Pratt himself is not to blame; his dark blond, sharp-nosed, blue-eyed type deserves its appeal but dramatic scenes opposite military contractor Vincent D'Onofrio exposes definite weaknesses. Pratt has muscle but the burly D'Onofrio has acting strength. Something's unconvincing, half-parodistic, in Pratt's bearing (he's like a gainfully employed Matthew Rush but less stolid than Chris Hemsworth's similarly imposing Thor). It's easy to imagine Pratt providing one-note effectiveness in a Josef Von Sternberg silent erotic masterpiece, playing stevedore roles like George O'Brien in The Docks of New York or in Murnau's Sunrise where a big man's physical heft was erotically magnetizing and then drew one into his spiritual being.

- _RAW DATA_
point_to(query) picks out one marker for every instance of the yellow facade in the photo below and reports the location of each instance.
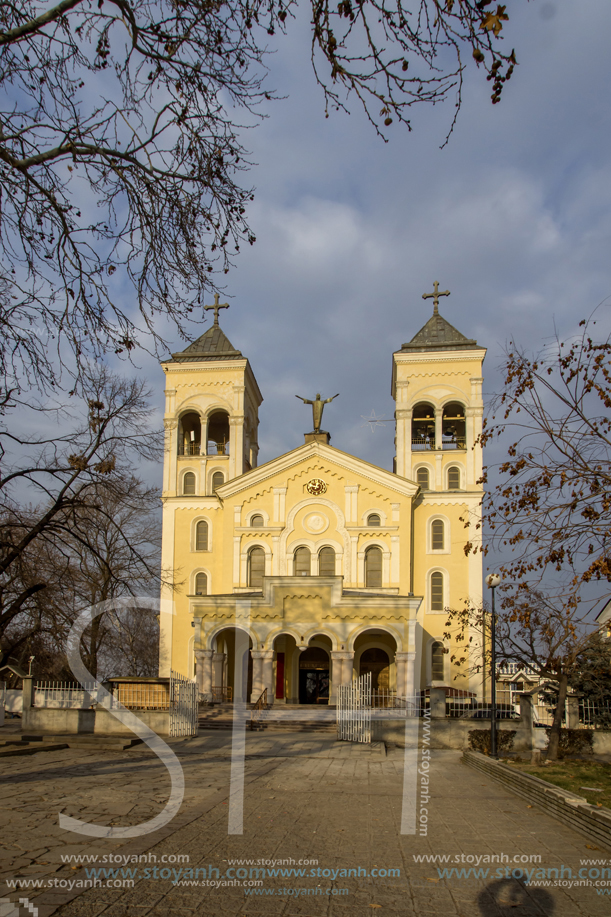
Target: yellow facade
(318, 566)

- _TASK REQUIREMENTS_
• a. Reproduce the passage from the review of Pratt's performance, from "Pratt himself is" to "his spiritual being.".
• b. Using the review of Pratt's performance, state whether each statement below agrees with it. Answer yes or no for each and quote the words that decide it.
(i) D'Onofrio is credited with acting strength.
(ii) Pratt himself is held to blame.
(iii) The review links Pratt to George O'Brien in The Docks of New York.
• c. Extend the review of Pratt's performance beyond its final sentence.

- _ANSWERS GIVEN_
• a.
Pratt himself is not to blame; his dark blond, sharp-nosed, blue-eyed type deserves its appeal but dramatic scenes opposite military contractor Vincent D'Onofrio exposes definite weaknesses. Pratt has muscle but the burly D'Onofrio has acting strength. Something's unconvincing, half-parodistic, in Pratt's bearing (he's like a gainfully employed Matthew Rush but less stolid than Chris Hemsworth's similarly imposing Thor). It's easy to imagine Pratt providing one-note effectiveness in a Josef Von Sternberg silent erotic masterpiece, playing stevedore roles like George O'Brien in The Docks of New York or in Murnau's Sunrise where a big man's physical heft was erotically magnetizing and then drew one into his spiritual being.

• b.
(i) Yes: "the burly D'Onofrio has acting strength"
(ii) No: "Pratt himself is not to blame"
(iii) Yes: "playing stevedore roles like George O'Brien in The Docks of New York"

• c.
The Jurassic World script doesn't allow Pratt the personal charm -- the wink -- that Harrison Ford brought off as Indy, hero of many adolescent boys' dreams. Pratt's eyes are gentle, yet his stout-thewed crouch and voluptuous trapazoids overwhelm this formulaic movie -- and Bryce Dallas Howard's shrill, vapid Park supervisor. She's unappealing as Owen's love interest. Maybe a lesbian critic could try justifying her cold acting but who can say what hetero guys who see Jurassic World put into their spank banks? I bet it's Owen.